:: STATED EXERCISE ::
Rewrite the records with "clay pot" switched to "ceramic jar" and everything else unchanged. Leave out the pictures.

:: DATA LISTING ::
++++++++++++++++++++

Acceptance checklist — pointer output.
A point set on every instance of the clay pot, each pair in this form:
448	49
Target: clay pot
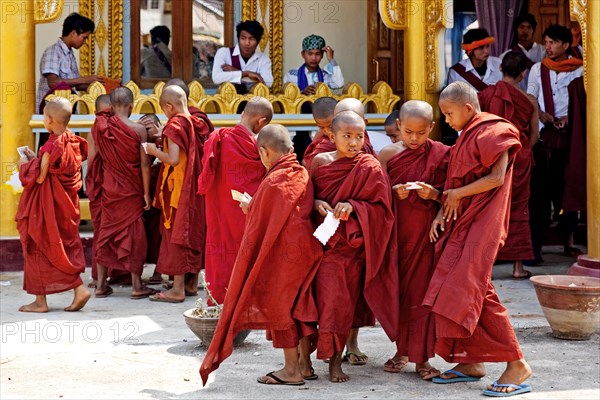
204	328
571	304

++++++++++++++++++++

:: SOLUTION TO THE EXERCISE ::
Acceptance checklist — pointer output.
A point set on every instance of the ceramic jar, each pair in this form:
448	49
Target: ceramic jar
204	328
571	304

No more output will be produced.